(OBJECTIVE) Please rewrite the listing between the lines holding "target: tall grass tuft" and "POLYGON ((66 104, 103 93, 92 24, 66 104))", inclusive, with "every instance" changed to "each instance" and everything else left unchanged.

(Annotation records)

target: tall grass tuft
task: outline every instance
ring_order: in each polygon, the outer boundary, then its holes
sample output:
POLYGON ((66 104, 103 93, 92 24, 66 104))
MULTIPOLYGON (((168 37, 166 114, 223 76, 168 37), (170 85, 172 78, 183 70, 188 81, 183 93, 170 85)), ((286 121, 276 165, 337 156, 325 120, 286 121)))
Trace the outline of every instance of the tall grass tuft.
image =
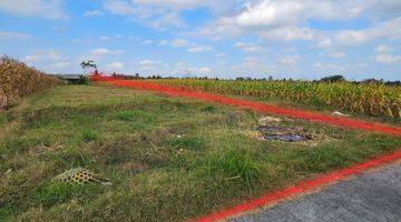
--
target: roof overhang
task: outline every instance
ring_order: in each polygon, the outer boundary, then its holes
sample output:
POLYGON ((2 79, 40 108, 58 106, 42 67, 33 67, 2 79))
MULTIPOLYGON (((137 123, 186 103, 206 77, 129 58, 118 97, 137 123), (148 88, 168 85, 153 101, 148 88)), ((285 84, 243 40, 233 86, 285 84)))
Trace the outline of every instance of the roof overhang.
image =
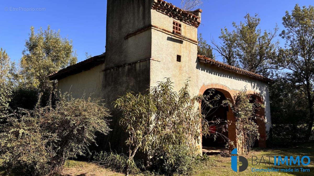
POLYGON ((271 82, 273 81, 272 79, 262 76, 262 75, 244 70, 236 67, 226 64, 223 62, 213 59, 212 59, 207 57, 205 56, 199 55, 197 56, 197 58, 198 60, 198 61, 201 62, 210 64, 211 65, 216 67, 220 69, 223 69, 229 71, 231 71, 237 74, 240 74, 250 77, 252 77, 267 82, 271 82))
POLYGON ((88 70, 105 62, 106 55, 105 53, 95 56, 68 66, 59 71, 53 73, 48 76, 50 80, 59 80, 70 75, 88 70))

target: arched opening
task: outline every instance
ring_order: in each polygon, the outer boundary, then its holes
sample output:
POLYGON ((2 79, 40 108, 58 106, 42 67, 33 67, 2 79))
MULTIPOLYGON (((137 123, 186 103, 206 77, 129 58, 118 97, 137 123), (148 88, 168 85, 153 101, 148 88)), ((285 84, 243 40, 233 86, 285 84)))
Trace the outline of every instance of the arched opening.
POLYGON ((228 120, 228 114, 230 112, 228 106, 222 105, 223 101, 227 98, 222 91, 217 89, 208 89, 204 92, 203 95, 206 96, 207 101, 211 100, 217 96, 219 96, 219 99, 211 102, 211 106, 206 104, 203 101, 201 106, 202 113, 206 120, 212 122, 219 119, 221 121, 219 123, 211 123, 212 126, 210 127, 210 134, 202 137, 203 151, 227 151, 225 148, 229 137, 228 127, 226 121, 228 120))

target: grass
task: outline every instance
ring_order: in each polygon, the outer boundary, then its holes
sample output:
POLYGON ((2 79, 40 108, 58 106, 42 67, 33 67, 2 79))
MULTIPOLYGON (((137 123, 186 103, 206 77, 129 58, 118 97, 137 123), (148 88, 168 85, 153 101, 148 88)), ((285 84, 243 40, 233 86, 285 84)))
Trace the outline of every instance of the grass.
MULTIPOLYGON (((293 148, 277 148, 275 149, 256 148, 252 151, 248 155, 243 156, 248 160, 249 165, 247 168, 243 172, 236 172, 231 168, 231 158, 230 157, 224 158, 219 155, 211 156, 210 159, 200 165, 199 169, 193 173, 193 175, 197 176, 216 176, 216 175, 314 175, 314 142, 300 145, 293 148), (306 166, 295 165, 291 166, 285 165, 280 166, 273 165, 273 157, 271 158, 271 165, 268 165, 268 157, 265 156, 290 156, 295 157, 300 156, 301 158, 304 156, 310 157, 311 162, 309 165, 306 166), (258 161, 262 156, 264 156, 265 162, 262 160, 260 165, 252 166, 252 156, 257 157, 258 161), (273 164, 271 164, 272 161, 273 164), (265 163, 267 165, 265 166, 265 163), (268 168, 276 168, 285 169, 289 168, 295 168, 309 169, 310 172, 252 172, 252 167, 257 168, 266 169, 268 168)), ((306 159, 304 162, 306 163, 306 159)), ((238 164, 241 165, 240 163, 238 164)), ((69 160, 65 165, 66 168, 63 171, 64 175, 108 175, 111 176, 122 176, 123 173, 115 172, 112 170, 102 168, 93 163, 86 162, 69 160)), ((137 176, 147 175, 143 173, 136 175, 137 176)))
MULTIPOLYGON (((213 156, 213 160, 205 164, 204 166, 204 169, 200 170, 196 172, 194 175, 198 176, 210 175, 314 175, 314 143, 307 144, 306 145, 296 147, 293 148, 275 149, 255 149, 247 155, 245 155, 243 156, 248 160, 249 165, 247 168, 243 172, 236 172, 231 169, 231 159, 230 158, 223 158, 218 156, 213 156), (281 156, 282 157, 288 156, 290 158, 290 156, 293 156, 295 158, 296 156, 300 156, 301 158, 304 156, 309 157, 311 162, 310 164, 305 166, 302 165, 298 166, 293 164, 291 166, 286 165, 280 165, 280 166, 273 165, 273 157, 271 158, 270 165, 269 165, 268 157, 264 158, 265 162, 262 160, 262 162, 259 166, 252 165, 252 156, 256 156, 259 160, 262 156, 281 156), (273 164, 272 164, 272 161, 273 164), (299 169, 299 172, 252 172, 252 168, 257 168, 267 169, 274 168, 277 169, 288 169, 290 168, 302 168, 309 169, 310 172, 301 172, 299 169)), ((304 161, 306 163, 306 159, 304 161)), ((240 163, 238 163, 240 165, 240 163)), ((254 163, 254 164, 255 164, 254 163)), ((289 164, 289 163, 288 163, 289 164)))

(OUTPUT FOR THIS TASK)
target: tall grass tuft
task: outline each instance
ring_order: in each polygon, the outer boundary, then its holes
sample output:
POLYGON ((66 104, 103 93, 92 24, 66 104))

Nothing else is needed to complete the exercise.